【BZOJ3252】攻略

题解：

首先贪心的会发现我们每次一定会选当前权值和最大的那个

然后在于怎么维护这个最大值

我们发现每个修改实际上是对沿途所有点的子树的修改

所以用线段树维护就可以了。。

另外注意有重复部分，但一定是包含关系所以比较好处理

代码：

#include <bits/stdc++.h>
using namespace std;
#define IL inline
#define ll long long
#define rint register ll
#define rep(i,h,t) for (rint i=h;i<=t;i++)
#define dep(i,t,h) for (rint i=t;i>=h;i--)
#define mid ((h+t)/2)
char ss[1<<24],*A=ss,*B=ss;
char gc()
{
  return A==B&&(B=(A=ss)+fread(ss,1,1<<24,stdin),A==B)?EOF:*A++;
}
template<class T> void read(T &x)

[区域标注条目]
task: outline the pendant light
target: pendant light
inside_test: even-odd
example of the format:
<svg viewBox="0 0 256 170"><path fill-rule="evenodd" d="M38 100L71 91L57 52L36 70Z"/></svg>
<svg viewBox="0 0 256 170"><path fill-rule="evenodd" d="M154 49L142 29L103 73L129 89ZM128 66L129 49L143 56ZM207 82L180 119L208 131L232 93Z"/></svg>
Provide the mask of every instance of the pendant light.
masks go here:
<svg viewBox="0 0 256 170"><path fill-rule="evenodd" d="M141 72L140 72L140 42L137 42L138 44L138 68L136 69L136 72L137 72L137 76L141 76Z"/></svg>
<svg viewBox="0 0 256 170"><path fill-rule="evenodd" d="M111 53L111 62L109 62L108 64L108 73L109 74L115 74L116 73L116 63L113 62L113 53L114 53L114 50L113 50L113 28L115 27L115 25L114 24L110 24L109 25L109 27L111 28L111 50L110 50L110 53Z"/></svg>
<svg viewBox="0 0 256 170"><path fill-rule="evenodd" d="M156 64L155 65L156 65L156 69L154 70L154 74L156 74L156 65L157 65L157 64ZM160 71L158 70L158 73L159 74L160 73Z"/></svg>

(你的任务)
从BZOJ3252题解的最后一行之后续写这段题解。

(最终结果)
{
  rint f=1,c; while (c=gc(),c<48||c>57) if (c=='-') f=-1; x=c^48;
  while (c=gc(),47<c&&c<58) x=(x<<3)+(x<<1)+(c^48); x*=f; 
}
const ll INF=1e9;
const ll N=3e5;
ll n,m,k,l,v[N],head[N],maxn[N],minn[N],sum[N],fa[N],cnt,ans;
struct re{
  ll a,b;
}a[N];
const ll N2=N*4;
ll data1[N2],data2[N2],data3[N2],lazy1[N2],lazy2[N2],real2[N2];
void arr(ll x,ll y)
{
  a[++l].a=head[x];
  a[l].b=y;
  head[x]=l;
}
IL void down(ll x)
{
  if (!lazy1[x]) return;
  lazy1[x*2]=lazy1[x*2+1]=lazy1[x];
  lazy2[x*2]+=lazy2[x];
  lazy2[x*2+1]+=lazy2[x];
  data3[x*2]+=lazy2[x]; data3[x*2+1]+=lazy2[x];
  data2[x*2]=lazy1[x]; data2[x*2+1]=lazy1[x];
  lazy1[x]=lazy2[x]=0;
}
IL void updata(ll x)
{
  if (data3[x*2]<data3[x*2+1])
  {
    data2[x]=data2[x*2+1];
    data1[x]=data1[x*2+1];
    data3[x]=data3[x*2+1]; 
  } else
  {
    data2[x]=data2[x*2];
    data1[x]=data1[x*2];
    data3[x]=data3[x*2];
  }
}
void build(ll x,ll h,ll t)
{
  if (h==t)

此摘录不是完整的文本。